Labeled-object pointing entries:
+===+

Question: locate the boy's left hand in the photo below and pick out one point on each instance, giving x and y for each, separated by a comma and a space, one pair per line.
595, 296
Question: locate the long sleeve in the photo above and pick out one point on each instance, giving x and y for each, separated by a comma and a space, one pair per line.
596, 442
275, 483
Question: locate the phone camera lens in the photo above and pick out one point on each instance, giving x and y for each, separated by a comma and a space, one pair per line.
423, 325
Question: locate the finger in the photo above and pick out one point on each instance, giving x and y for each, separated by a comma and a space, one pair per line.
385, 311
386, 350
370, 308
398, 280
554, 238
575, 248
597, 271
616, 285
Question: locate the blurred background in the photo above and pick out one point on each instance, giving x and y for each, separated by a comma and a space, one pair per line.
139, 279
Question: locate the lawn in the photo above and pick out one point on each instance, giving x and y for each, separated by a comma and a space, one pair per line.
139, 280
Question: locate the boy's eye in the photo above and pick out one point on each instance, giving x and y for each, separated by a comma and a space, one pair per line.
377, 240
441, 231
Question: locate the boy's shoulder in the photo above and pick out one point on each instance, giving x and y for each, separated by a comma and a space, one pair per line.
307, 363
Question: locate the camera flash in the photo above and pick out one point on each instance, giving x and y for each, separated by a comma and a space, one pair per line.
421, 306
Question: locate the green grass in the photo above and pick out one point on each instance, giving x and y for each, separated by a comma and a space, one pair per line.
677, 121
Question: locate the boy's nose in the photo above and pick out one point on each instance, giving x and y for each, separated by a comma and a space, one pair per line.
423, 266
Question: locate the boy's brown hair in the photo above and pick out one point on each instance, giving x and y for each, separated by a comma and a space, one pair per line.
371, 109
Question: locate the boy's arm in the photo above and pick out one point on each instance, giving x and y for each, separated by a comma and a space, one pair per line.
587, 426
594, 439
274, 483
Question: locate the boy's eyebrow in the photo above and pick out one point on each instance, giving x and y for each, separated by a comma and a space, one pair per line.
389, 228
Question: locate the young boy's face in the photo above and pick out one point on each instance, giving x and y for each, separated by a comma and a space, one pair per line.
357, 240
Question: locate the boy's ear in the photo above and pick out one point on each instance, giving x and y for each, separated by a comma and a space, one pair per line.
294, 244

+===+

AIM
Substitute "mark" for "pick out" in every one of the records above, and leave all other wording as it is.

RESPONSE TO THE EXERCISE
Question: locate the boy's left hand in the photo below and mark one point on each instance, giving x and y for each, separated by a comma and a space, one pair per line.
595, 296
Question: locate the long sleeve in the photo above and mark one point on each instance, giving x and y for each, separated by a comma and a space, one pair per line.
596, 442
275, 483
Question: locate the phone camera lens in the photo above and mark one point on each instance, giving x and y for each, separated by a comma and a space, one pair per line.
423, 325
Question: locate the finger in the photo above and mark one point on each instance, giving x and y for each, separated by a comma and a space, one pair per line.
385, 311
386, 350
370, 308
398, 280
554, 238
575, 248
597, 271
616, 285
Question: locate the blurred background in the photo above and mark one point on each instance, giving x and y for each, separated by a comma and a space, one pair per line.
139, 279
Question: locate the lawn in the photo above and mark one point on each instance, giving x and y for each, separated by a comma and a space, one pair per line.
139, 280
Question: locate the boy's eye in the photo above and mark one point on each instance, giving x and y for each, separated by a comma and a space, one pair per line.
377, 240
441, 231
Question: locate the boy's shoulder in the photo above and mark one point on each instance, giving x and y for each, separated by a comma and a space, one pair per line.
307, 363
Question: locate the camera flash in the photo above and mark one point on each instance, giving x and y for each, separated by a comma and a space, one pair per line.
421, 306
Question: locate the green grass in the photo above and mark one point on each instance, giving x and y for each, separated by a comma and a space, one pair per line.
677, 121
Question: locate the boy's nose in the photo above and mark one point on each instance, giving x and y for each, separated by a comma and a space, one pair per line.
423, 266
Question: locate the boy's brown hair in the photo above and mark one point on each instance, giving x and y for each, separated by a comma and a space, one pair per line.
371, 109
Question: locate the boy's arm in the photo above and mark one point on each instance, giving x and y for each, separated by a comma and a space, one pair per line.
587, 426
594, 439
274, 483
Question: locate the boy's eyebrow in the photo above and mark one point on each instance, giving x and y for each, separated by a comma and a space, one pair per line.
389, 228
Question: locate the young boy's face in the photo above and mark one point on each instance, giving x and y for each, separated by a comma and a space, one pair per line.
357, 240
Question: locate the boy's ear in the photo above and mark one point on each instance, giving x and y for each, separated by a comma and a space, one pair per line.
294, 244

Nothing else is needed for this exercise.